Return every record below exactly as given, images excluded.

·····

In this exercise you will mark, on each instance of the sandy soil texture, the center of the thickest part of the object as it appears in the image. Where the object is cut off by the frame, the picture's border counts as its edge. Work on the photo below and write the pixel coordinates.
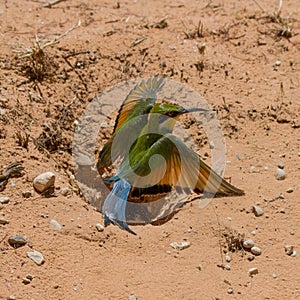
(241, 56)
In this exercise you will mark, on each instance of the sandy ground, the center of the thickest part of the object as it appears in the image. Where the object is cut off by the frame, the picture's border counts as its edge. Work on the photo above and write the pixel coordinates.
(244, 59)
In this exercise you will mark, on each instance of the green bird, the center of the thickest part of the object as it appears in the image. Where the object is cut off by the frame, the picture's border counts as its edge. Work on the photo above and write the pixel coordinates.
(153, 160)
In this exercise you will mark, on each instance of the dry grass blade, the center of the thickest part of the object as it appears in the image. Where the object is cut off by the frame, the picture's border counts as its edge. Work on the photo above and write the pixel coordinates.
(38, 46)
(52, 3)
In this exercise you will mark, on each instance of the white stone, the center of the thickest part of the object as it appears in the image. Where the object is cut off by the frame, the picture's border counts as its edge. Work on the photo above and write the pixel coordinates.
(43, 181)
(255, 250)
(36, 256)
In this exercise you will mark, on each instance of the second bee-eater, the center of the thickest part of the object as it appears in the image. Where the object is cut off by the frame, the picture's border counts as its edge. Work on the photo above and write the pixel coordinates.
(155, 160)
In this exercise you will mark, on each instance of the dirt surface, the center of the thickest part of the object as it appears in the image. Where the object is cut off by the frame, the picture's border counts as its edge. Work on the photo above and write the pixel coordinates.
(244, 59)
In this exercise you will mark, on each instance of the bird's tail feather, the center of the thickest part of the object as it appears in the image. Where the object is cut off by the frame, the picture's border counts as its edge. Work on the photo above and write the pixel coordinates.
(114, 207)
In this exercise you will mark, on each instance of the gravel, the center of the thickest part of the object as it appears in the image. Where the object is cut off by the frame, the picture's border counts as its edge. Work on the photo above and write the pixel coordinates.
(248, 244)
(4, 200)
(180, 246)
(258, 211)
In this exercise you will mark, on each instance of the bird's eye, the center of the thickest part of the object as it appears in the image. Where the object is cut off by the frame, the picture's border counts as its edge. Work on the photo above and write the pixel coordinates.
(171, 114)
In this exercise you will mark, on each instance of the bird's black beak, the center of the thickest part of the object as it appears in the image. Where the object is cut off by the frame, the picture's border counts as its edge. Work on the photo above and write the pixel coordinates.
(193, 109)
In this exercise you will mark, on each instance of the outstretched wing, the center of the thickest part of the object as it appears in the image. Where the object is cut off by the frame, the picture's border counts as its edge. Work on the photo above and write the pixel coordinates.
(140, 100)
(183, 169)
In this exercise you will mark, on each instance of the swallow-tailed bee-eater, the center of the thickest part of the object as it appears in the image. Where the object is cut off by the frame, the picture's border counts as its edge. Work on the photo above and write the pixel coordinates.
(153, 160)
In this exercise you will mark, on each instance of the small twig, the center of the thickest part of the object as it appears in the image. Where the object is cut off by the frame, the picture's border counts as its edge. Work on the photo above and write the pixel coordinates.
(279, 8)
(77, 73)
(38, 46)
(51, 3)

·····

Solution to this exercise:
In this exercise you will mark, on each instance of the sandy soil texture, the center of the thickest part of the object as it appears in the image. Where the object is cut off by the frame, the picture's border counts as its edge. Work on the photo below and write the pixel coordinates.
(241, 56)
In this exercise you will mark, on each instance of the sandy ground, the center of the thickest part of the object as it appears in the image. Where the object is cut off by the frame, the picture's border counts as its edge. Work on the photo above and write the pixel coordinates.
(244, 59)
In this exercise you will mark, on each instance of the green bird, the center of the thickest part of the object as it appears in the image. Where the object is cut off by the frame, the picture's border counts as its edge. Work on the photo above and write the pixel coordinates.
(153, 160)
In this exercise you will mark, on each instance of the dry grass blade, the center of the thickest part of the object as it appears in the image. Where the object is cut off by the frame, the picture's border counts as its edge. Work on the photo above and write the pixel coordinates.
(38, 46)
(52, 3)
In this exercise you will mark, on each instance of the white stone, the center of the thickest part of the object as it appears in the image. Where the object is cut off by the frame, the picture's border counts as its edge. Work on the photo above and write the pixel coordinates.
(43, 181)
(255, 250)
(36, 256)
In this exercise you will mark, on each instance of the second bee-eater, the center of the thickest part of the object as it appears in the image. Where the object is cut off by the frame, the picture's border counts as its edge. Work on the photo above and write the pixel coordinates.
(155, 160)
In this exercise you will mark, on each instance of the dirt surface, the center of the thickest part of the object as it appears in the image. Where the object is cut off by the frame, the picture's border counts as its edge. Work on the photo above and write the pixel coordinates.
(244, 59)
In this exercise you will mark, on each instance of the bird's tail feather, the center of the thickest part of the object as it appears in the image. Where the object is cut off by the frame, the picture's border counts as its edge. Work on the photo above and write the pixel coordinates.
(114, 207)
In this exercise you will mark, on each instance of the gravel, the center of the thickest part of the object as it appears in the image. Where the object is cut off by the frame, the picture's border counts as its edge. Work on the photo above and write the pixel coordinates.
(248, 244)
(4, 200)
(180, 246)
(258, 211)
In this exercise you will mark, on each instance of the bird's eye, the center of the thickest part of the object as it appears in the image. Where the object is cut off by the frame, the picture's border counts as its edge. Work on the photo above and write the pixel coordinates.
(171, 114)
In this exercise you will mark, on each instance of the bird's black beak, the center of the thickest part of the object as it appears in the image. Where the object is cut off by the frame, the picture's border counts as its edge. Work on the photo above and write the pixel coordinates.
(193, 109)
In this exercise you will mark, on each instance of the outstretched wing, the center of the thickest part of the object as it appears in the image. Where the object is cut off by the frame, the picture's border counts as its edge. Work on the photo above and write the pixel coordinates.
(140, 100)
(183, 169)
In this exercise you will mark, on each instance of the swallow-tailed bee-eater, the center of the thickest part of the object as it appears in the image. Where the object is cut off by the frame, the picture's border counts as its edge. Work on the photo above and write the pixel coordinates.
(153, 160)
In this exercise you will mark, on each instance of the small twig, the center of the thickest part of the object as it appears in the image. Where the object is cut off by the frame, the picture's border counts as its edge. Work on the photo above and write the pixel coordinates.
(279, 8)
(77, 73)
(38, 46)
(51, 3)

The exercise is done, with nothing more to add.